- _What is expected_:
Please copy all of the data below word for word, keeping every line unchanged.

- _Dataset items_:
## START

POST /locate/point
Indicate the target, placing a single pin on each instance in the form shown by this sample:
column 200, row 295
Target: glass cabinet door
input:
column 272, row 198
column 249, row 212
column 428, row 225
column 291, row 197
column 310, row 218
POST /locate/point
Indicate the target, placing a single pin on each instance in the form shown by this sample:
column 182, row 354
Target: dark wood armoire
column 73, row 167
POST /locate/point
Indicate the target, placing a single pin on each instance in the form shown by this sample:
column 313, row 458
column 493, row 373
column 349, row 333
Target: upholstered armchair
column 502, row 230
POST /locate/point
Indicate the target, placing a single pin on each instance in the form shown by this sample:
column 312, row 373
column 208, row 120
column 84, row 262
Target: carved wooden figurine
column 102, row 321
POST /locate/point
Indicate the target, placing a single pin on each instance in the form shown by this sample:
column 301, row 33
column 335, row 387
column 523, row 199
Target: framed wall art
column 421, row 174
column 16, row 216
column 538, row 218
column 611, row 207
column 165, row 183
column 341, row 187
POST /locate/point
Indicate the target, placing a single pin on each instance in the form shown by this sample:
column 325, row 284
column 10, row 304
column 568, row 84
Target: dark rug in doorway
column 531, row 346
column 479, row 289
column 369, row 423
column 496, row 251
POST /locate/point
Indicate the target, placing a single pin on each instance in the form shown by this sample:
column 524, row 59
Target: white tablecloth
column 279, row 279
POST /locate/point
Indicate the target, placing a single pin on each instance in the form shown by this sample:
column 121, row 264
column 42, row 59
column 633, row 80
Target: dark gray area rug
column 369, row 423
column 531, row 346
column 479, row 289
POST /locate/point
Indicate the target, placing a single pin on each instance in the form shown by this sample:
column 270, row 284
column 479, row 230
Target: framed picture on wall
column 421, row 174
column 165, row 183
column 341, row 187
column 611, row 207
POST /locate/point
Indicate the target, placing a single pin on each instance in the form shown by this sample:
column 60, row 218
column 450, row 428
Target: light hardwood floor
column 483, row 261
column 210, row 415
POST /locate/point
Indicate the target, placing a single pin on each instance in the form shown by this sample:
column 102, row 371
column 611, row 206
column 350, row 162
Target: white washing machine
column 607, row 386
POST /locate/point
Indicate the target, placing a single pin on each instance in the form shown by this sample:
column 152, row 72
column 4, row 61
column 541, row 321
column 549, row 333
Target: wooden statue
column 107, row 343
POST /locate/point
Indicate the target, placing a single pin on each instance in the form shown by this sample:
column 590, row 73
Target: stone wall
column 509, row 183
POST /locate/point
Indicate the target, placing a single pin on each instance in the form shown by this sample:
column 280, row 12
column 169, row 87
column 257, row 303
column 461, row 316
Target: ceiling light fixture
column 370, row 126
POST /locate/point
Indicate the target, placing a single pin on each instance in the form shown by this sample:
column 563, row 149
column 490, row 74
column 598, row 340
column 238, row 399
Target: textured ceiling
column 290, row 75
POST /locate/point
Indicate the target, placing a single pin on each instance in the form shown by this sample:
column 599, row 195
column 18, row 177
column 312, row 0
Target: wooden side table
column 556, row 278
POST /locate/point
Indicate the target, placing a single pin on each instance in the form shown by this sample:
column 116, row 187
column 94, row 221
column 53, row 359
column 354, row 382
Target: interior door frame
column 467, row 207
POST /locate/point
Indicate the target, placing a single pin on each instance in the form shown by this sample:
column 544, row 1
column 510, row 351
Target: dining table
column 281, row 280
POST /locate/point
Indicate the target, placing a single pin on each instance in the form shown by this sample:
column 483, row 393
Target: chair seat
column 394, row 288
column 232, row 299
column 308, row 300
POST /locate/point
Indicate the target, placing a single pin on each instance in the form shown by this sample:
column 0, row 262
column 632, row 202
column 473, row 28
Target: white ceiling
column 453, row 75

## END

- _Answer to the problem_:
POST /locate/point
Indicate the target, placing a single pin on each instance in the form shown by this sample:
column 200, row 295
Target: glass cabinet door
input:
column 272, row 198
column 249, row 212
column 428, row 225
column 291, row 197
column 310, row 218
POST /locate/point
Indicate the target, placing a single pin on each instance in the form shown by this sample:
column 182, row 354
Target: dark wood armoire
column 73, row 167
POST /locate/point
Indicate the target, placing a single pin on each instance in the form shown by this sample:
column 313, row 458
column 493, row 373
column 349, row 333
Target: upholstered armchair
column 502, row 230
POST /locate/point
Indicate the target, placing a single pin on each instance in the form shown by this sample:
column 312, row 373
column 208, row 120
column 84, row 262
Target: carved wooden figurine
column 102, row 321
POST /locate/point
Indicate the target, placing a single pin on each instance in the form shown by this sample:
column 301, row 33
column 335, row 387
column 523, row 199
Target: framed wall art
column 421, row 174
column 16, row 216
column 538, row 218
column 611, row 207
column 165, row 183
column 341, row 187
POST /locate/point
Indicate the target, placing a single pin on each instance in the form shown by this sample:
column 325, row 284
column 10, row 304
column 568, row 84
Target: dark rug in doorway
column 531, row 346
column 479, row 289
column 369, row 423
column 496, row 251
POST /locate/point
Indicate the target, placing a single pin on each instance in the form shown by this sample:
column 524, row 59
Target: white tablecloth
column 279, row 279
POST /locate/point
Indicate the target, placing a single pin on each instance in the form shown by this sample:
column 121, row 264
column 42, row 59
column 633, row 80
Target: dark gray area rug
column 369, row 423
column 531, row 346
column 479, row 289
POST /locate/point
Indicate the target, placing a single pin on each instance in the form shown by this sample:
column 270, row 284
column 479, row 230
Target: framed picture on wall
column 421, row 174
column 165, row 183
column 341, row 187
column 611, row 207
POST /locate/point
Indicate the target, placing a single pin on each instance in the form shown by this sample:
column 60, row 218
column 450, row 428
Target: light hardwood floor
column 483, row 261
column 210, row 415
POST /locate/point
Indicate the target, placing a single pin on each instance in the form shown by this sample:
column 102, row 371
column 611, row 206
column 350, row 162
Target: white washing machine
column 607, row 386
POST /locate/point
Indicate the target, placing a single pin on each instance in the form shown by this sample:
column 152, row 72
column 4, row 61
column 541, row 321
column 549, row 333
Target: wooden statue
column 107, row 343
POST /locate/point
Indicate the target, placing a single pin on each instance in the form shown by this sample:
column 590, row 73
Target: stone wall
column 509, row 183
POST /locate/point
Indicate the target, placing a single pin on each instance in the form shown by this sample:
column 280, row 12
column 169, row 87
column 257, row 303
column 461, row 316
Target: ceiling light fixture
column 370, row 126
POST /locate/point
Indicate the target, placing a single pin on each instance in the form shown by this sample:
column 563, row 149
column 490, row 74
column 598, row 340
column 238, row 399
Target: textured ceiling
column 290, row 75
POST /locate/point
Indicate the target, placing a single pin on each instance in the form shown by this sample:
column 599, row 195
column 18, row 177
column 312, row 0
Target: wooden side table
column 556, row 278
POST /locate/point
Indicate the target, placing a single pin on each instance in the form shown by this sample:
column 116, row 187
column 94, row 221
column 53, row 359
column 354, row 382
Target: interior door frame
column 467, row 207
POST /locate/point
Indicate the target, placing a single pin on each instance in the form shown by this sample:
column 544, row 1
column 510, row 351
Target: dining table
column 281, row 280
POST /locate/point
Indicate the target, placing a single pin on each instance in the form shown by this sample:
column 483, row 393
Target: chair seat
column 394, row 288
column 232, row 299
column 308, row 300
POST /locate/point
Indicate the target, placing a single pin on each instance in the form shown by this sample:
column 0, row 262
column 632, row 202
column 473, row 28
Target: white ceiling
column 453, row 75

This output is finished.